> **Énoncé 1**
Indiquez si chacune des affirmations suivantes s’accorde avec le texte sur les troubadours, en répondant par oui ou par non et en citant les mots du texte qui tranchent. (a) Le troubadour s’informait en chemin du nom du châtelain et de la châtelaine. (b) Tous les troubadours étaient des lettrés. (c) Les troubadours manquaient d’inspiration.
··· Texte à lire
Le troubadour savait plaire à tout le monde et il en était récompensé. Il ne se contentait pas de pincer de la guitare ou de la mandoline pour être seulement agréable au beau sexe. Il savait aussi se faire valoir auprès du haut seigneur et de toute sa famille. Comme les diseuses de bonne aventure, il s’enquerrait préalablement le long de la route, du nom du châtelain et de celui de la châtelaine, de leurs aïeux, de leurs exploits. Aussitôt, il improvisait des histoires ou des chansons exaltant la valeur de l’un et la beauté de l’autre. Il arrangeait quelque flatteuse ballade sur un air charmant. Le tout plaisait fort et portait juste : la bravoure du châtelain, la douceur de la châtelaine et le mérite des aïeux, composait le bouquet poétique par lequel payait son écot à ses hôtes généreux le troubadour de passage, l’enfant du gai savoir.

Les troubadours avaient surtout le mérite de répandre les nouvelles, d’exalter les exploits, de flétrir les méfaits et d’apprendre beaucoup en vagabondant, pour enseigner gaîment leur savoir mis en chansons.

Ils n’étaient pas tous des lettrés, mais ils aimaient les belles lettres. Ils savaient rire ou pleurer eux-mêmes pour égayer ou attendrir les autres. C’étaient de vrais poètes.

Leurs connaissances littéraires étaient pourtant assez étendues. Ils ne manquaient surtout ni de verve, ni d’à-propos, ni d’inspiration. Leur talent était fait de tout cela.
······
> **Énoncé 2**
Recopiez intégralement les lignes fournies, de celle qui contient « Target: windshield wiper » jusqu’à la dernière, toutes deux comprises, et uniquement celles-là. Multipliez au passage chaque coordonnée des points donnés en réponse par 1,65 et arrondissez à l’entier, les demis vers le haut.
··· Lignes fournies
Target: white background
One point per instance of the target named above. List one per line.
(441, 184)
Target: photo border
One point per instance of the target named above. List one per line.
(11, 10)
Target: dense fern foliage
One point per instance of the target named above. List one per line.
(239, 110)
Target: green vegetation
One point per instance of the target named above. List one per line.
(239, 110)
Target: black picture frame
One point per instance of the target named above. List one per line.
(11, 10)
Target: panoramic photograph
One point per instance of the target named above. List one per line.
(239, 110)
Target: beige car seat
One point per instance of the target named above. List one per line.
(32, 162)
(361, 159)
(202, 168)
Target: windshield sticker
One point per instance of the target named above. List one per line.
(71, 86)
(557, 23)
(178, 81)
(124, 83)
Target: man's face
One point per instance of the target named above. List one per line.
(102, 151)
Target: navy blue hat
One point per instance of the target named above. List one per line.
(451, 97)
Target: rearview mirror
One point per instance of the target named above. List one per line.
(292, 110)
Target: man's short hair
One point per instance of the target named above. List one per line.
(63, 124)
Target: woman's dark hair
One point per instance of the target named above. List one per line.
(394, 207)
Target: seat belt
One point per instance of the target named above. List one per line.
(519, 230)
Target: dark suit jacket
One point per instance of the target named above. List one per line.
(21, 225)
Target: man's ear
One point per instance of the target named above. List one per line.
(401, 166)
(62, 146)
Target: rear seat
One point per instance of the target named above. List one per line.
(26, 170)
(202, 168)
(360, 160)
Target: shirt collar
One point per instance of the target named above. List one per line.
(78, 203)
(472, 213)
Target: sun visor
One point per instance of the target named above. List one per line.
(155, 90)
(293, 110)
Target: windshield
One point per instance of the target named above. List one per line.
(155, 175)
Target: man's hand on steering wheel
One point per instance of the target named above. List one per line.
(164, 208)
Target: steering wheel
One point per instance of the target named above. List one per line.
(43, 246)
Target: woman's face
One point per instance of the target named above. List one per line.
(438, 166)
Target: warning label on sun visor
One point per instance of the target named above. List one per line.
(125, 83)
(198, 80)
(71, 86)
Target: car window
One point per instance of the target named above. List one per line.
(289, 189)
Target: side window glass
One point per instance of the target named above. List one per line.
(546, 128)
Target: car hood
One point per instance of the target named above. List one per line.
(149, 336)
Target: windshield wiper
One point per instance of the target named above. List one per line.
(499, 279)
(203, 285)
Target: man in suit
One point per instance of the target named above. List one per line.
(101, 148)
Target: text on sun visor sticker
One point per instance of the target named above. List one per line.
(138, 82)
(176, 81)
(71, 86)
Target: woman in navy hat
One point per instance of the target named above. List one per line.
······
> **Bonne réponse 1**
(a) Oui : « il s’enquerrait préalablement le long de la route, du nom du châtelain et de celui de la châtelaine »
(b) Non : « Ils n’étaient pas tous des lettrés »
(c) Non : « Ils ne manquaient surtout ni de verve, ni d’à-propos, ni d’inspiration »

> **Bonne réponse 2**
Target: windshield wiper
One point per instance of the target named above. List one per line.
(823, 460)
(335, 470)
Target: man in suit
One point per instance of the target named above. List one per line.
(167, 244)
Target: text on sun visor sticker
One point per instance of the target named above. List one per line.
(228, 135)
(290, 134)
(117, 142)
Target: woman in navy hat
One point per instance of the target named above. List one per line.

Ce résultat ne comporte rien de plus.